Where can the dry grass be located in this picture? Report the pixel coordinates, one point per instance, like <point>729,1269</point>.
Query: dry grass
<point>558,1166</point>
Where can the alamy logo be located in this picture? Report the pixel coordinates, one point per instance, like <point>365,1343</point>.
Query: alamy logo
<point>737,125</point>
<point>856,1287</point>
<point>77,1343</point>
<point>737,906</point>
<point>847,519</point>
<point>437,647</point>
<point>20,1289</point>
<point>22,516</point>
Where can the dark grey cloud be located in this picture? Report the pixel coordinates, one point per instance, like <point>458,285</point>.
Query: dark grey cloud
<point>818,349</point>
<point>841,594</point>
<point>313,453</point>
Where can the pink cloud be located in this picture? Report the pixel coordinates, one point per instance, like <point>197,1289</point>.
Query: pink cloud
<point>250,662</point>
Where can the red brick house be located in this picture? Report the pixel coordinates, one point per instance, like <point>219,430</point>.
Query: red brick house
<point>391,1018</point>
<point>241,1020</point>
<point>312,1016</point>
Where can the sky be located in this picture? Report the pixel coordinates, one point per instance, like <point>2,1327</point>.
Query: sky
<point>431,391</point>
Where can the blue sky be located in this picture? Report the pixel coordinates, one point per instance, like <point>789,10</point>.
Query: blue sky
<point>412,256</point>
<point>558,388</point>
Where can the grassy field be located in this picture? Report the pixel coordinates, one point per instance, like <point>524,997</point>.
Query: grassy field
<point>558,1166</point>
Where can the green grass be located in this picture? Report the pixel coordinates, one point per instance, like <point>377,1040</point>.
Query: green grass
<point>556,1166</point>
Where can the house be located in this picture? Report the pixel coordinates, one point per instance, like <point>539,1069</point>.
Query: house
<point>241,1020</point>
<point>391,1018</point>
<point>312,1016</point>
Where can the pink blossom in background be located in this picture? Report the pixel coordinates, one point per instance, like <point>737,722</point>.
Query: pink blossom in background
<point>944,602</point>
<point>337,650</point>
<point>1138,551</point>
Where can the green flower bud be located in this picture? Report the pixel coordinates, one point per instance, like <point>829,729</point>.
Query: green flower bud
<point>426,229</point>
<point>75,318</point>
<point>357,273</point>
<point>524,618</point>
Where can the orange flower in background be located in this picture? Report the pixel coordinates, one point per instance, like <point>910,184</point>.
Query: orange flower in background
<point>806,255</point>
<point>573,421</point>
:::
§ Activity
Having gone through the data above, repeat it exactly.

§ Finished task
Where can the dry grass be located in this picture? Report the pixel coordinates, one point per instance, like <point>729,1269</point>.
Query: dry grass
<point>558,1166</point>
Where can the alamy logo be located in this picture? Report the pixel coordinates, one point per instance, like <point>365,1343</point>.
Query: alamy logo
<point>737,125</point>
<point>856,1287</point>
<point>77,1343</point>
<point>737,906</point>
<point>847,519</point>
<point>437,647</point>
<point>20,1289</point>
<point>22,516</point>
Where can the dark grey cloud be located in this picture? Report the pixel coordinates, one point per instance, like <point>458,285</point>.
Query: dark grey cloud
<point>818,349</point>
<point>841,594</point>
<point>313,453</point>
Where can the pink cloud be located in this picture? Report the pixel coordinates, one point per instance, like <point>197,1289</point>.
Query: pink cloud
<point>250,662</point>
Where can the red brick house be located in this picture? Report the pixel coordinates, one point per instance, like <point>219,430</point>.
Query: red brick house
<point>391,1018</point>
<point>241,1020</point>
<point>312,1016</point>
Where can the sky be located in this picture? Report the pixel coordinates, one point per instance, like <point>2,1327</point>.
Query: sky
<point>431,391</point>
Where can the blue sky be located in this picture? Report the pixel coordinates, one point per instance, like <point>789,10</point>.
Query: blue sky
<point>412,256</point>
<point>558,388</point>
Where can the grassy field be located in this picture? Report the pixel coordinates, one point per instance, like <point>524,997</point>.
Query: grassy field
<point>558,1166</point>
Where can the green grass be located in this picture? Report the pixel coordinates, one point per instance, like <point>377,1040</point>.
Query: green grass
<point>556,1166</point>
Where can the house be located in this picture? Report the pixel coordinates, one point per instance, like <point>539,1069</point>.
Query: house
<point>241,1020</point>
<point>391,1018</point>
<point>312,1016</point>
Where can the pink blossom in background be located in this picture? Report the pixel coordinates, one point per instance, like <point>737,722</point>.
Query: pink blossom in background
<point>944,602</point>
<point>337,650</point>
<point>1138,551</point>
Where can the green flower bud be located in this picture? Report the pixel coordinates, one point per instance, like <point>829,729</point>.
Query: green flower bud
<point>426,229</point>
<point>75,318</point>
<point>357,273</point>
<point>524,618</point>
Where can the orange flower in background be located in this picture? Report the pixel coordinates, one point per instance, like <point>910,184</point>.
Query: orange flower in background
<point>806,255</point>
<point>573,421</point>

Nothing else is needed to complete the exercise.